**Aim of the exercise:**
Set down the stretch of the Chord assignment description from "EducationalAssignments/Chord" through "performance and reliability.", keeping every word and mark as it appears.

**Source:**
>>>>

Please note that these Trac pages are no longer being updated. Wiki contents/documentation have moved to GitHub.

EducationalAssignments/Chord

Seattle Chord Assignment

For this assignment the students first implement a DHT-like message routing system based on Chord, and test their implementations on local Seattle resources. The students then run their code on globally distributed Seattle resources. Chord works well over LAN, but has performance and correctness problems in a global scale deployment with non-transitive connectivity. After explaining the reasons behind Chord's poor performance, the instructor can have the class discuss solutions to these problems. Students can then implement these solutions to achieve better performance and reliability.

This assignment reinforces several important ideas. First, the students will reuse their implementation, which emphasizes good software engineering practices. Second, the assignment demonstrates that test and deployment environments may differ significantly. Third, students will hone their debugging skills as they attempt to understand why their "correct code" does not work in a global deployment. Fourth, by creating their implementation from scratch, and motivated by a real problem, students can arrive at unique solutions. Lastly, the instructor can easily evaluate student implementations using a small set of metrics.

<<<<

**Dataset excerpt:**
>>>>

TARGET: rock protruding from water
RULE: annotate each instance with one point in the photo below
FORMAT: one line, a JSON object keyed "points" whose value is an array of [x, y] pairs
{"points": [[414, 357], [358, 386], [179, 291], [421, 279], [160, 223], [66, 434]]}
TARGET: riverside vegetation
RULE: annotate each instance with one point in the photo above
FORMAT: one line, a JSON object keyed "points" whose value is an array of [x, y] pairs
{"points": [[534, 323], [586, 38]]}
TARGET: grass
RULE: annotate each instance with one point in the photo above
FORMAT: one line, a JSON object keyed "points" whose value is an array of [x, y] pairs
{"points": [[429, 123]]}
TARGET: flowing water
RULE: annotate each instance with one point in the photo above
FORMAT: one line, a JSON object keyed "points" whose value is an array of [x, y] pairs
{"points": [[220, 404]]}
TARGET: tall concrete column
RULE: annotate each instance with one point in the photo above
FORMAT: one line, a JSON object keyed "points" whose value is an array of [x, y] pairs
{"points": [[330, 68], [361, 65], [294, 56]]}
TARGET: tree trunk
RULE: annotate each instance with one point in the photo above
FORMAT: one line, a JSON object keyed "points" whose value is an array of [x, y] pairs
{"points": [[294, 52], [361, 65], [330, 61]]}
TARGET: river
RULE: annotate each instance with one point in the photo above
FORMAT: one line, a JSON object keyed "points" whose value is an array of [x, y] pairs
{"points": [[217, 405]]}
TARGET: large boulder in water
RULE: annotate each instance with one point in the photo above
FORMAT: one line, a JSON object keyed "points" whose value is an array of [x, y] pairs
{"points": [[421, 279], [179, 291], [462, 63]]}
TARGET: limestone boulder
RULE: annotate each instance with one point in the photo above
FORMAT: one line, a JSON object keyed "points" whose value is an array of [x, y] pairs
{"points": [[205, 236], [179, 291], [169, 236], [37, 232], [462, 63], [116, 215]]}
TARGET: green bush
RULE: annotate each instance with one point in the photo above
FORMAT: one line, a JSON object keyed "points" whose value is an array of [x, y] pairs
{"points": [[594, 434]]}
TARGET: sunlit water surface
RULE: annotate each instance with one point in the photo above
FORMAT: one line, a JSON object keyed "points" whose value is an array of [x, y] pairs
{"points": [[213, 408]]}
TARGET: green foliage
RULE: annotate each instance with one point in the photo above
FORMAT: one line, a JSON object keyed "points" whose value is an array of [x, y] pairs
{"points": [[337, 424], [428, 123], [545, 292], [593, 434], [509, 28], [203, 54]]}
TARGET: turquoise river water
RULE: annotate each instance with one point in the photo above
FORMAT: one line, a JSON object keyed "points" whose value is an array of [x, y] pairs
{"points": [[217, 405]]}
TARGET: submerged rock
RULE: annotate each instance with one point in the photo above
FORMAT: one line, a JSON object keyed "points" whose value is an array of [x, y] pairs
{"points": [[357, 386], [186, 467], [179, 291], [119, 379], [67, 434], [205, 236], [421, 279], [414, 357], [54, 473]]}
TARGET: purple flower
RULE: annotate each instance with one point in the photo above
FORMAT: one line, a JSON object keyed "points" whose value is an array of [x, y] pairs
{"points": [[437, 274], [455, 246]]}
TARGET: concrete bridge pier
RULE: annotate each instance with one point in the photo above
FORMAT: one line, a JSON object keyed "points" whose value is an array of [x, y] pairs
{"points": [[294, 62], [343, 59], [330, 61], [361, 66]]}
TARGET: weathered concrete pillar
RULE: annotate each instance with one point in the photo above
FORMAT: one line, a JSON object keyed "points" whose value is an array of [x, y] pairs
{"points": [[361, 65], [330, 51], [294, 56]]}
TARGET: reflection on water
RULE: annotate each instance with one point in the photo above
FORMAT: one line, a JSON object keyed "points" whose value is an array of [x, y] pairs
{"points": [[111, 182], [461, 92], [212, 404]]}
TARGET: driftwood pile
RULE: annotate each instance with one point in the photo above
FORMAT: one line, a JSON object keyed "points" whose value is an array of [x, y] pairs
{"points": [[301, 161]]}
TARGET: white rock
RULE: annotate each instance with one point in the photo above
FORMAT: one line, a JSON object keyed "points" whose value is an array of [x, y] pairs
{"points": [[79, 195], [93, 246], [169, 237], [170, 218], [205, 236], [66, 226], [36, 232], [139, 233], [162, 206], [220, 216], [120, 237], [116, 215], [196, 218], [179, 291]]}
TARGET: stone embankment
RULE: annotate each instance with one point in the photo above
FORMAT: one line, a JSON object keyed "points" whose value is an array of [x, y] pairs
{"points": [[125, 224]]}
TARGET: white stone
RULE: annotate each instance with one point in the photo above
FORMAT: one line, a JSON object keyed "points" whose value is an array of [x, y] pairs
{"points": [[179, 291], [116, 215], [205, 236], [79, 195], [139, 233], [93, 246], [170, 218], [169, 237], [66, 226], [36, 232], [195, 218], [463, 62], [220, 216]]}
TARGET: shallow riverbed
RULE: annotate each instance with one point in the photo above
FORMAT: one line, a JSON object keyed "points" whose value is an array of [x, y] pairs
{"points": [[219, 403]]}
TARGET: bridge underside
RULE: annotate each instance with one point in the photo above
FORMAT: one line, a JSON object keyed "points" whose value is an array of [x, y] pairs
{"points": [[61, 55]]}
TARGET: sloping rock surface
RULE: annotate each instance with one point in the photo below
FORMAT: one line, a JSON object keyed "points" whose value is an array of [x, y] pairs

<<<<

**Reply:**
EducationalAssignments/Chord

Seattle Chord Assignment

For this assignment the students first implement a DHT-like message routing system based on Chord, and test their implementations on local Seattle resources. The students then run their code on globally distributed Seattle resources. Chord works well over LAN, but has performance and correctness problems in a global scale deployment with non-transitive connectivity. After explaining the reasons behind Chord's poor performance, the instructor can have the class discuss solutions to these problems. Students can then implement these solutions to achieve better performance and reliability.